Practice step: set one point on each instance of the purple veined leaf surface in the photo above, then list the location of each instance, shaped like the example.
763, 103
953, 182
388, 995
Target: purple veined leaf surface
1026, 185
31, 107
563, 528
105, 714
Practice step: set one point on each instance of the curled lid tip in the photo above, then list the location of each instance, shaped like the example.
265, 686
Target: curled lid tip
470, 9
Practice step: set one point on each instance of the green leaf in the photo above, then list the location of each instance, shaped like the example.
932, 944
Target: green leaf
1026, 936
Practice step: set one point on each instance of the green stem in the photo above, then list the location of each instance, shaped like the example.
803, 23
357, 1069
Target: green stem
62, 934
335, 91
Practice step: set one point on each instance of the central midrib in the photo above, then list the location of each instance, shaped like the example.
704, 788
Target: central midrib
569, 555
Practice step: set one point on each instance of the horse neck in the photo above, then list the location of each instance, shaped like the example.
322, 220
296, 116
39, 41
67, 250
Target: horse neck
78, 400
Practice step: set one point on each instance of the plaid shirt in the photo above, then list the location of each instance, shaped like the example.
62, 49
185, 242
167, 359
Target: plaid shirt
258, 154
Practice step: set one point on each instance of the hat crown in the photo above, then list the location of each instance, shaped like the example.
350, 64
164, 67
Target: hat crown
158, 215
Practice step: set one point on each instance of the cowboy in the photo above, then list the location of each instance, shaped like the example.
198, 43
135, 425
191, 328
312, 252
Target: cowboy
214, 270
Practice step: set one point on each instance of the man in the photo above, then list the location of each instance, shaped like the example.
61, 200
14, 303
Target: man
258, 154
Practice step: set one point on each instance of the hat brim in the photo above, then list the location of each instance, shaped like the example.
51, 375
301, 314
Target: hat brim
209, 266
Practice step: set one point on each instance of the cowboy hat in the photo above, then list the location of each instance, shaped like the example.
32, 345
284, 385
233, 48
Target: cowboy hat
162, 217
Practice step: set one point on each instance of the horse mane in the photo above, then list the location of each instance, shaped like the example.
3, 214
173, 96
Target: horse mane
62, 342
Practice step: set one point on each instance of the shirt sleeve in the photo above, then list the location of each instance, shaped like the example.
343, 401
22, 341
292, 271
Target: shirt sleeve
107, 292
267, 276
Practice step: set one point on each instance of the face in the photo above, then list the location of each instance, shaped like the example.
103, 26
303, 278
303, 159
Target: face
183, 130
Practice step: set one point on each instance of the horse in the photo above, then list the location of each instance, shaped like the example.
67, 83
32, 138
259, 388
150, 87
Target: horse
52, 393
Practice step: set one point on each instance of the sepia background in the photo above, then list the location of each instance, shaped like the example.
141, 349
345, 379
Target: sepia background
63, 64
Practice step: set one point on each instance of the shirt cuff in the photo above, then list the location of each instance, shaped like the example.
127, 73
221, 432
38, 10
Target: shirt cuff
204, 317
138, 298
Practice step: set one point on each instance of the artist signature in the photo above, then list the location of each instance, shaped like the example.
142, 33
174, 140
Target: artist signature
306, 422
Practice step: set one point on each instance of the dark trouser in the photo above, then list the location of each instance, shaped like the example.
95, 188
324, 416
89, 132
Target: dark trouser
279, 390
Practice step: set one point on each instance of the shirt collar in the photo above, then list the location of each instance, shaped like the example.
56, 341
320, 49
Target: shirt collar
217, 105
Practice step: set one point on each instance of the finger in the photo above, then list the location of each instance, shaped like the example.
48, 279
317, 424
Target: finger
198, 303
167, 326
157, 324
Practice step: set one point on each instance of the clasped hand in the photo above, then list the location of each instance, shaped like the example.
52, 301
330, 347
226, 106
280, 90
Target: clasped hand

===============

#### WRITTEN PROBLEM:
Rewrite every one of the records above, putting "Labeling drill" in place of each occurrence of "Practice step" and keeping everything else the same.

#### IN RESPONSE:
Labeling drill: set one point on each instance of the purple veined leaf surface in the photo above, then list the location of each instance, shaped like the example.
763, 103
953, 182
388, 995
Target: purple veined leaf surface
1026, 185
31, 107
563, 528
105, 714
Labeling drill: set one point on each instance of the curled lid tip in the photo above, then list the location of each instance, shaped like the example.
265, 686
Target: curled lid tip
470, 9
Labeling drill: set one point on each instance of the green leaf in the photo above, then list the location of each instance, shaped like the example.
932, 944
Target: green leaf
1026, 936
Labeling drill: set one point on each instance of the green stem in the photo above, then list the location of each instance, shaped like the example.
803, 23
357, 1069
Target: green stem
62, 934
335, 91
Labeling drill: set one point on each instance of the central midrib in the photo above, then list the location of each instance, shaped like the example.
704, 788
Target: central midrib
569, 555
Labeling drill: set one point on each instance of the horse neck in the photo above, then list the location of each instance, shaped like the example.
322, 220
296, 116
39, 41
67, 250
Target: horse neck
78, 400
Labeling drill: set one point on each instance of the plaid shirt in the photo above, then list the location of each instance, shaped like the example.
62, 49
185, 242
167, 359
Target: plaid shirt
258, 154
Labeling drill: set one point on each instance of the hat crown in the photo above, then list the location of each instance, shaped like the example.
350, 64
164, 67
Target: hat crown
158, 215
Labeling drill: set one point on each instance of the cowboy in the photo above, then list the location of each instance, shaped like the example.
198, 43
135, 425
191, 328
312, 252
Target: cowboy
214, 270
Labeling drill: set one point on each instance of the man in the photo above, then list the location of each instance, shaped like the example.
61, 200
14, 303
Target: man
258, 154
Labeling drill: set one point on each instance of the hat brim in the photo above, then list the location of each instance, shaped like the example.
51, 375
301, 314
Target: hat brim
209, 266
Labeling drill: set one point on each instance of the cowboy hat in the photo above, then list the location of each instance, shaped like the example.
32, 345
284, 385
233, 48
Target: cowboy hat
162, 217
Labeling drill: set one point on each instance of the horse mane in the photo above, then list the location of each instance, shaped like the example.
3, 214
173, 96
Target: horse mane
62, 342
Labeling drill: set one point on each instance of the shirt sleeve in the photo above, then list the location of each instance, shaped like the example.
343, 401
22, 341
292, 271
Target: shirt sleeve
107, 292
267, 276
Labeling drill: set one point on each instance of the face in the photo above, then list the location of each instance, shaped like the example.
103, 26
303, 278
303, 159
Target: face
183, 130
Labeling drill: set one point on each instance of the horse in the photo above, then list the location of each instance, shaped like the example.
67, 83
32, 138
259, 388
150, 87
Target: horse
52, 393
Labeling drill: set one point on each instance of the sepia background in the photo above, then list the location of each instance, shaped like the example.
141, 349
345, 379
Target: sepia background
63, 64
Labeling drill: set one point on each instance of the shirt cuff in the photo above, then list the location of each instance, shaped like the example.
127, 73
221, 432
38, 10
Target: shirt cuff
204, 317
138, 298
Labeling drill: set one point on each instance of the artist signature in the photo above, then list the location of each instance, shaped like the example.
142, 33
174, 140
Target: artist signature
306, 422
Labeling drill: set one point on each instance of the dark trouser in the photo above, then list the location of each instance, shaped like the example.
95, 188
324, 416
89, 132
Target: dark trouser
279, 390
Labeling drill: set one point on each instance of the shirt collar in the photo above, then list the location of each instance, shaped like the example.
56, 341
320, 49
Target: shirt collar
217, 105
Labeling drill: set one point on each instance of the finger in the photo above, then list the location of each instance, shaped like the example.
48, 279
317, 424
Target: finger
198, 303
167, 326
157, 324
Labeling drill: set one point on each instance of the clasped hand in the photo above, then list the location of each instance, shaped like the example.
52, 301
330, 347
226, 106
280, 90
Target: clasped hand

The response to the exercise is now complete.